▶ **AIM**
Produce an exact copy of the lines from the line containing "TARGET = green leaf" through the last line of the listing below, both ends included, and nothing else.

▶ **THE RECORDS**
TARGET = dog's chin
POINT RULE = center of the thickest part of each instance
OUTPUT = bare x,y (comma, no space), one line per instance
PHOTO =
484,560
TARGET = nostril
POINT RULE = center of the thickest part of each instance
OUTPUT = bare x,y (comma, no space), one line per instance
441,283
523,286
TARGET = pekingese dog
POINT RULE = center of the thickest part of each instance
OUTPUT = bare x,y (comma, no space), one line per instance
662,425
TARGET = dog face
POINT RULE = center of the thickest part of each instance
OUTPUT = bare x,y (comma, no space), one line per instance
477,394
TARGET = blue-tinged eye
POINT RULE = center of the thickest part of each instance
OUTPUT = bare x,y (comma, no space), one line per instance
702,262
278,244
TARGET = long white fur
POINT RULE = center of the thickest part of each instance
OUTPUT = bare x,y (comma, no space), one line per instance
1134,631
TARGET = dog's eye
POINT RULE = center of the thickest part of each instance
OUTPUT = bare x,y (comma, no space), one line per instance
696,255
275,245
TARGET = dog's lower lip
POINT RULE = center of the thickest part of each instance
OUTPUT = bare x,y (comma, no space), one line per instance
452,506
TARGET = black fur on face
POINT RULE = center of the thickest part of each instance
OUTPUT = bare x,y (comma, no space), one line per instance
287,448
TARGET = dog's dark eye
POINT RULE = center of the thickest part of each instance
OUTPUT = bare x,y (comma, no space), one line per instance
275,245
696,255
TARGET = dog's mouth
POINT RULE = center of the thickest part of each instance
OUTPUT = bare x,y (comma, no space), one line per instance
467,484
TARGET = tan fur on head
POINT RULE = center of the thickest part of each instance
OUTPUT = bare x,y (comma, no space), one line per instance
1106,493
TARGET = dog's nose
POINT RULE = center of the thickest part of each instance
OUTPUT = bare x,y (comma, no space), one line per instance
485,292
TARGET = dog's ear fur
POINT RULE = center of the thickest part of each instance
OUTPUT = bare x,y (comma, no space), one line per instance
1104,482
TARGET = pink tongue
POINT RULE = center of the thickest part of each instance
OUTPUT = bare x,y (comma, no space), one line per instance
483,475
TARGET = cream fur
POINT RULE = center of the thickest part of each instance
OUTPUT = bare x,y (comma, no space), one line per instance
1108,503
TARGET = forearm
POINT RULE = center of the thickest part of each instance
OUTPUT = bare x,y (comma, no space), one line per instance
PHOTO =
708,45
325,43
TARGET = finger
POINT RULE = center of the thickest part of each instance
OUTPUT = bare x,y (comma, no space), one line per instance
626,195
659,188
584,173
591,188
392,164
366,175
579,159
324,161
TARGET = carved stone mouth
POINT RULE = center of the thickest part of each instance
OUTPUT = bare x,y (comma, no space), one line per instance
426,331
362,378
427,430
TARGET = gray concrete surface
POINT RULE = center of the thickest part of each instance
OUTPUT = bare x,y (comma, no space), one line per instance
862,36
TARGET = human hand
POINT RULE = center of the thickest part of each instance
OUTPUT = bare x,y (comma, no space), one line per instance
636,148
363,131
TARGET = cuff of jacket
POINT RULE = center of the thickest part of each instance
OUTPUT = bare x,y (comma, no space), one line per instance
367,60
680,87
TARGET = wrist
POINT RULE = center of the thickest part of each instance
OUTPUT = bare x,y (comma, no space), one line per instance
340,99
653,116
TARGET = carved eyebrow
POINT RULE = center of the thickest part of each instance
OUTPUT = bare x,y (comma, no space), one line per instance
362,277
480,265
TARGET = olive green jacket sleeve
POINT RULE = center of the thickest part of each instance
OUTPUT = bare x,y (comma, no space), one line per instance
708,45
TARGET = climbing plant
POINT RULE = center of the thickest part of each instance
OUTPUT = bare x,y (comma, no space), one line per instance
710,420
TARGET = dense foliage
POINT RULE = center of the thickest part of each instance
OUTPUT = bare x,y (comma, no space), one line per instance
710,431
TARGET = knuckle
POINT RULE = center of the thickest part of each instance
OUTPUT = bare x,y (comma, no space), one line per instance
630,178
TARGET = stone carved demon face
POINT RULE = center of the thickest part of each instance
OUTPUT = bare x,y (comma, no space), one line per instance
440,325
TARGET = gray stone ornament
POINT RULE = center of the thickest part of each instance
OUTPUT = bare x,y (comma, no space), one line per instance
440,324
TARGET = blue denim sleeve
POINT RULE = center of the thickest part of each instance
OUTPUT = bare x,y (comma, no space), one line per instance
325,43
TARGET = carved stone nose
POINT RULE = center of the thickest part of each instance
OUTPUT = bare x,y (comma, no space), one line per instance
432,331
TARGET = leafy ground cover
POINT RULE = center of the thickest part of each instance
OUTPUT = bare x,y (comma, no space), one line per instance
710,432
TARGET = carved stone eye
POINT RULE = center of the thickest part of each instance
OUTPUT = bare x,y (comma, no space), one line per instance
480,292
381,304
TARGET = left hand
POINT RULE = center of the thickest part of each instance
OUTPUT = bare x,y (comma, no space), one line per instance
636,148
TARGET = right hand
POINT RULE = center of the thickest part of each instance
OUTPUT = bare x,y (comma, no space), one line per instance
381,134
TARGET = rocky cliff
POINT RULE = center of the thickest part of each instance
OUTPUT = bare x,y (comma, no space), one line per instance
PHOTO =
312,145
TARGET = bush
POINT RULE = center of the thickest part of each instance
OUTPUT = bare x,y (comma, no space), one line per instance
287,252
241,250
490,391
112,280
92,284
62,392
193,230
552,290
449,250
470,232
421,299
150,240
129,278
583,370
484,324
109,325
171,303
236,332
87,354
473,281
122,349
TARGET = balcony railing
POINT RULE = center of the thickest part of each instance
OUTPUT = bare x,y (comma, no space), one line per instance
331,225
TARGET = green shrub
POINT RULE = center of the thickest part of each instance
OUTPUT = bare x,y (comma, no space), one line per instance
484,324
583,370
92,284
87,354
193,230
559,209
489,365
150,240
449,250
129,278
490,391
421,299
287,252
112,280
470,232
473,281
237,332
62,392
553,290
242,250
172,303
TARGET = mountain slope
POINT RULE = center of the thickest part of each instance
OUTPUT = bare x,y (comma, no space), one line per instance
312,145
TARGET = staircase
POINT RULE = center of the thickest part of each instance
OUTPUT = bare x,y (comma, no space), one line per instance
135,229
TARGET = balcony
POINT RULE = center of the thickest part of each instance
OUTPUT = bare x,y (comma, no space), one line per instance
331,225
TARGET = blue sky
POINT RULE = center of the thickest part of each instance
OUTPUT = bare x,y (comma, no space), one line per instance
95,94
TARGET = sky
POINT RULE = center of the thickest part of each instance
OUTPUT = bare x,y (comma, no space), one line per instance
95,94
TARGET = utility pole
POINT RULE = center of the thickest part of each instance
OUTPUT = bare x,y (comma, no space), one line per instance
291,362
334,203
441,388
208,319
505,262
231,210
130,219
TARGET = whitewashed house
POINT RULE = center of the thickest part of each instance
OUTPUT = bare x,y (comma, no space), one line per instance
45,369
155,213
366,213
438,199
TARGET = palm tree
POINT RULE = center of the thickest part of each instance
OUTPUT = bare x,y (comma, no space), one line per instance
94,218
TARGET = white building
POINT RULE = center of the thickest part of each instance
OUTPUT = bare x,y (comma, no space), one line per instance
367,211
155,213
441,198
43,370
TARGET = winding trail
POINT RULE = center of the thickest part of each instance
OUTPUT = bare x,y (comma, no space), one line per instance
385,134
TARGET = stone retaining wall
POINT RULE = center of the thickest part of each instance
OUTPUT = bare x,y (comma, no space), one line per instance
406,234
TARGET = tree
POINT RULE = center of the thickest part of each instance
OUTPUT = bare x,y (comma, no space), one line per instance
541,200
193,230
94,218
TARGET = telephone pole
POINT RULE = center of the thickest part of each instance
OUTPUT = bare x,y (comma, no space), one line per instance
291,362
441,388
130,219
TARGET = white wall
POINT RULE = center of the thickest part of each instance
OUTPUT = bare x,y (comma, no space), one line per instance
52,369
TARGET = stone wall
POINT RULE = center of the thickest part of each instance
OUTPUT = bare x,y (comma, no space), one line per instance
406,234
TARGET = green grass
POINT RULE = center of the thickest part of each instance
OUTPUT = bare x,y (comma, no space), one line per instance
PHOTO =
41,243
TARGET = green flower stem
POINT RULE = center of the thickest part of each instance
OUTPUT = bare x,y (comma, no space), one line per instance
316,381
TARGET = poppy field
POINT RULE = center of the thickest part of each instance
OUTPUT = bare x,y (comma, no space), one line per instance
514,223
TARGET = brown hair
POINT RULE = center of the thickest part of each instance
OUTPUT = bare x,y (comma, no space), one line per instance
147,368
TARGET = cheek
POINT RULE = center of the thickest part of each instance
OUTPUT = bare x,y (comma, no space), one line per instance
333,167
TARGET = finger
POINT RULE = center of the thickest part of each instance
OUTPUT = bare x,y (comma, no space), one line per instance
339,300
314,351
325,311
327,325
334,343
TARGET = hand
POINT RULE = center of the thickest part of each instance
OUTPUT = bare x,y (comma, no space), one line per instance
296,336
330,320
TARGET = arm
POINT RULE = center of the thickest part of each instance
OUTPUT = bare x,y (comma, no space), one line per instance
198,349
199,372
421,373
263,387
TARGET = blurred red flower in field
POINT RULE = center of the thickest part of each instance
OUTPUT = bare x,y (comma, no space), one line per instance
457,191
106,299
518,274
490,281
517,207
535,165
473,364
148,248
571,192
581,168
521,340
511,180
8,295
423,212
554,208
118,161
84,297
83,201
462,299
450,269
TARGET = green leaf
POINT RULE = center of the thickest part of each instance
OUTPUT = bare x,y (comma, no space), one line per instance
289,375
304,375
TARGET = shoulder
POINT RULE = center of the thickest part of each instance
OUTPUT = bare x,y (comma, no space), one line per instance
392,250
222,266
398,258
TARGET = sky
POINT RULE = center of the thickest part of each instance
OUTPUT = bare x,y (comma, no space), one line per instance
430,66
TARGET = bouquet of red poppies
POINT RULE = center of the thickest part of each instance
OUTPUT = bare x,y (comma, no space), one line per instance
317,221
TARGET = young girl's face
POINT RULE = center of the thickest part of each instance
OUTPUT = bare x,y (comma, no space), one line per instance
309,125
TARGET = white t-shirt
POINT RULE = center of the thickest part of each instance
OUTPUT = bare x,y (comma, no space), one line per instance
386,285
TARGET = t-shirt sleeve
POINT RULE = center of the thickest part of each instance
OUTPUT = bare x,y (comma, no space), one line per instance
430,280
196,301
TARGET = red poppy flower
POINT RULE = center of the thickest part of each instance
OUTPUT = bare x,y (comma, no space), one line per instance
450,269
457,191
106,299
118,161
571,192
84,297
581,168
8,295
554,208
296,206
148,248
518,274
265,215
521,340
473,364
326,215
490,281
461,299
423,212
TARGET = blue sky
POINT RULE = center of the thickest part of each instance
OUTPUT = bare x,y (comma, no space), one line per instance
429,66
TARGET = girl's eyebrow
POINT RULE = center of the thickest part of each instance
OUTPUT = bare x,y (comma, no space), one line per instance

▶ **EXPECTED OUTPUT**
TARGET = green leaf
POINT RULE = center of the thickest part of each instance
OUTPUT = bare x,y (comma, no space), one line per instance
289,375
304,375
TARGET = shoulder
POINT RULE = center of the thickest part of each instance
OUTPUT = bare x,y (comma, no space), one line per instance
392,250
222,266
398,258
TARGET = sky
POINT RULE = center of the thickest part of each instance
OUTPUT = bare x,y (comma, no space), one line per instance
430,66
TARGET = bouquet of red poppies
POINT RULE = center of the thickest part of each instance
OUTPUT = bare x,y (comma, no space), one line per instance
317,221
TARGET = young girl's face
POINT RULE = center of the thickest part of each instance
OUTPUT = bare x,y (comma, no space), one line per instance
309,125
TARGET = white t-shirt
POINT RULE = center of the thickest part of each instance
OUTPUT = bare x,y (comma, no space), one line per instance
386,285
TARGET = t-shirt sleeve
POINT RULE = center of the thickest part of each instance
OUTPUT = bare x,y (comma, no space), one line per instance
430,280
196,301
TARGET = red poppy flower
POINT RULE = center of the thickest part of each instance
OUTPUT = bare x,y (comma, no space), one line per instance
450,269
457,191
106,299
118,161
571,192
84,297
581,168
8,295
554,208
296,206
148,248
518,274
265,215
521,340
473,364
326,215
490,281
461,299
423,212
TARGET = blue sky
POINT RULE = center of the thickest part of each instance
OUTPUT = bare x,y (comma, no space), one line per instance
429,66
TARGET = girl's eyebrow
POINT RULE = center of the thickest part of each instance
OUTPUT = bare x,y (comma, no space), one line per instance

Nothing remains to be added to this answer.